How Do I Improve My Spiritual Understandings?
FORBEARANCE SERIES
Every sincere Christian hungers to improve his or her spiritual understandings.
Every person genuinely converted to Jesus Christ wants accurate knowledge. But to
possess accurate knowledge, he or she realizes it is not enough to have accurate facts.
It is just as important to have accurate understandings. It was the desire to understand
that played an important role in our conversion.
Our Christian desire to understand is intensified by an enormous personal need.
Each of our private worlds creates a very complex existence for all of us. Life is not
simple for any of us. Is life simple for you? Our lives and worlds challenge each of us.
Our lives and worlds often confuse us. We want to do what is good; we want to do what
is right; we want to depend on Jesus--but often the proper way to do that is not clearly
evident. How often do you have a week that does not challenge your spiritual
understanding? Often personal situations and circumstances force us to realize that we
do not have enough spiritual understanding. We are frequently reminded that we need
a better understanding of God and His will.
But how do you acquire it? If we want a better understanding, how do we build
it? The answer to that question has many parts, and the answer will not be identical for
all of us. But there is a common beginning point for everyone. Any person who wants a
better spiritual understanding must advance his or her understanding of God. A better
understanding of God is essential to a better spiritual understanding.

Data listing

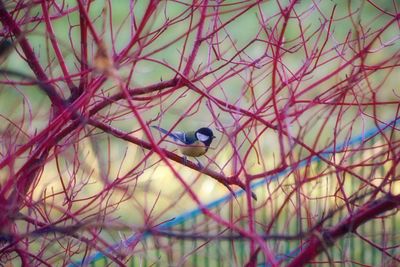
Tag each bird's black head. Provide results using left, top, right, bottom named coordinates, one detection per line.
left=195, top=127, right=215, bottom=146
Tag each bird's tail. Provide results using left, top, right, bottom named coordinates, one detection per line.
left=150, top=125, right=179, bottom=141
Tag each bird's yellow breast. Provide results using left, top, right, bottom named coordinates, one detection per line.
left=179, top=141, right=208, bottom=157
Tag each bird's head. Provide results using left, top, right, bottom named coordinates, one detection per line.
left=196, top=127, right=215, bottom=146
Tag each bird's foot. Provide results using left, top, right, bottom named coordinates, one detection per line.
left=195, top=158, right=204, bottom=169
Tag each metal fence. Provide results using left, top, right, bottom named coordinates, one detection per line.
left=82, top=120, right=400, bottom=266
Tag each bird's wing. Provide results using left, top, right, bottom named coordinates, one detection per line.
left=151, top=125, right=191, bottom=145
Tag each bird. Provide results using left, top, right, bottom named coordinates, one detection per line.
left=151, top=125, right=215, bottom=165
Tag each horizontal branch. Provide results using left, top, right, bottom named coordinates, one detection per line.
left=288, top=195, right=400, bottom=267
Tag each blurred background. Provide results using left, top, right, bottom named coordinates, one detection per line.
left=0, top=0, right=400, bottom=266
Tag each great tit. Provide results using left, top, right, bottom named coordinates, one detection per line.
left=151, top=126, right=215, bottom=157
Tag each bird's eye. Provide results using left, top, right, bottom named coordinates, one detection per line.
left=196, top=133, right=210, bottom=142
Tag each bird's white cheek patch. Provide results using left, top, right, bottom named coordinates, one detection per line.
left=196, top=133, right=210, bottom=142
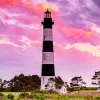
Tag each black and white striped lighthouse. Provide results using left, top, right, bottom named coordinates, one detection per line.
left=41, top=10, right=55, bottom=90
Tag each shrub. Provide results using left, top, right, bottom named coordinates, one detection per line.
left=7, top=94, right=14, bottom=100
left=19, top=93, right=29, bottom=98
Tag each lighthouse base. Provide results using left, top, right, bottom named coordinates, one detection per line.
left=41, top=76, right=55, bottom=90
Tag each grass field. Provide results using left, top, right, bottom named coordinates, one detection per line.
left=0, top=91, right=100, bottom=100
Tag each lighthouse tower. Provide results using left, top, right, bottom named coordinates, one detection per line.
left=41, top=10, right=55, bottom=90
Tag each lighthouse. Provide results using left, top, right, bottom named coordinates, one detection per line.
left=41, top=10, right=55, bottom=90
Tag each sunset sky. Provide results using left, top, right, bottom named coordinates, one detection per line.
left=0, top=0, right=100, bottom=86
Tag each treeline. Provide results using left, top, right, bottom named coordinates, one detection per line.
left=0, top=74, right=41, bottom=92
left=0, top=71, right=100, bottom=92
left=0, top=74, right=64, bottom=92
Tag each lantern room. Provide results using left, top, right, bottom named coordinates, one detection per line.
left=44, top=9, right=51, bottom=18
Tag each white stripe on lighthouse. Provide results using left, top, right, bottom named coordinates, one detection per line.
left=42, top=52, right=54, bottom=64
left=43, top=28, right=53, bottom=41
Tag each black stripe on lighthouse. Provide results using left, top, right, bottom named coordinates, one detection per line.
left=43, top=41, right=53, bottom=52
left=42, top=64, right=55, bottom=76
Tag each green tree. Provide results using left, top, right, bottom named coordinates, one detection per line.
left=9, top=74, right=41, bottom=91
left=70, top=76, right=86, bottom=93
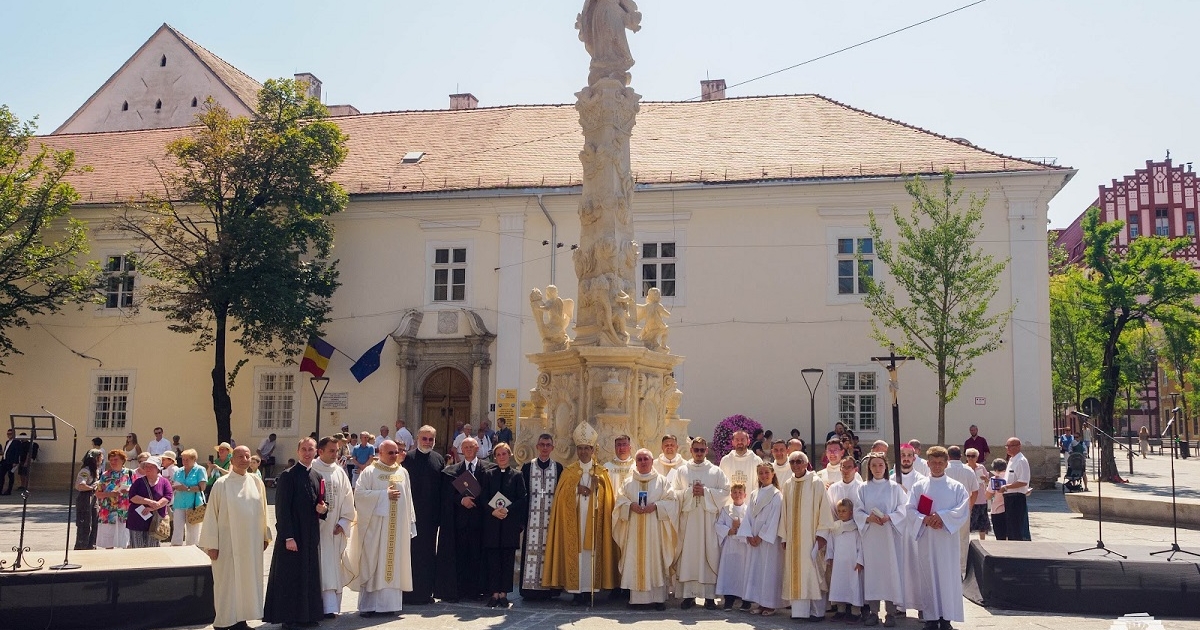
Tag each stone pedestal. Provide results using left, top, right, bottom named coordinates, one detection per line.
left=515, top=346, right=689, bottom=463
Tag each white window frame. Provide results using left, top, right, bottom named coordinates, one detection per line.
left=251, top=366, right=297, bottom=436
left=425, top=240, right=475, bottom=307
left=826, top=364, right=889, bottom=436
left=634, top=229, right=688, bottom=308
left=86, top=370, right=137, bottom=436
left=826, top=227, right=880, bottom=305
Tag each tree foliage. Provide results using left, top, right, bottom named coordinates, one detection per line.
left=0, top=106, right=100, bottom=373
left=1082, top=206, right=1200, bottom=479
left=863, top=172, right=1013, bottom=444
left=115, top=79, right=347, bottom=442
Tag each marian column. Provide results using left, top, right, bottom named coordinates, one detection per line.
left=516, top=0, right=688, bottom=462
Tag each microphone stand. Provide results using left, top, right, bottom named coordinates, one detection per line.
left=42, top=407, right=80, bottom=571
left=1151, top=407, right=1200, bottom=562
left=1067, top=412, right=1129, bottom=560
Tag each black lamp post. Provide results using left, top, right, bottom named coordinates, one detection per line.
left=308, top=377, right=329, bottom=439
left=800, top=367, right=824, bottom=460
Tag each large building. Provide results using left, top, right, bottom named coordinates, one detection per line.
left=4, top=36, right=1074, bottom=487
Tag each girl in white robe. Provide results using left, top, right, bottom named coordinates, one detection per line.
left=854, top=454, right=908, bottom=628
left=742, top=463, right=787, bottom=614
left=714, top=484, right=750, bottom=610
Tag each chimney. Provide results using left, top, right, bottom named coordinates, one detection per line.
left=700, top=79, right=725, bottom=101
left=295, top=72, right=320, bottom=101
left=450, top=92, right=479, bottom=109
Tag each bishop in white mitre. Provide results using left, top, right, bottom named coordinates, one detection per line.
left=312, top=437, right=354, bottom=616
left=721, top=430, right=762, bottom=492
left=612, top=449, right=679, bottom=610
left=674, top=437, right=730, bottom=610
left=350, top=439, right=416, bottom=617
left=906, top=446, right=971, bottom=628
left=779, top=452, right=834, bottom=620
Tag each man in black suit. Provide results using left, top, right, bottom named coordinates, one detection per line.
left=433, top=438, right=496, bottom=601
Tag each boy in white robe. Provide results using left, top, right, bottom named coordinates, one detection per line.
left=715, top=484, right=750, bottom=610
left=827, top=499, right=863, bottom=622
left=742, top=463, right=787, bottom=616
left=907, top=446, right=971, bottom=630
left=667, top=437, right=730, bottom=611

Study questions
- a) List every sentence in the passage on spiritual understanding that ends with a question mark, leaving out its title.
- b) Reproduce the part of the passage on spiritual understanding starting with "Every person genuinely" and going on through "enormous personal need.".
You will not need the records.

Results for the exercise
- a)
- Is life simple for you?
- How often do you have a week that does not challenge your spiritual understanding?
- But how do you acquire it?
- If we want a better understanding, how do we build it?

- b)
Every person genuinely converted to Jesus Christ wants accurate knowledge. But to
possess accurate knowledge, he or she realizes it is not enough to have accurate facts.
It is just as important to have accurate understandings. It was the desire to understand
that played an important role in our conversion.
Our Christian desire to understand is intensified by an enormous personal need.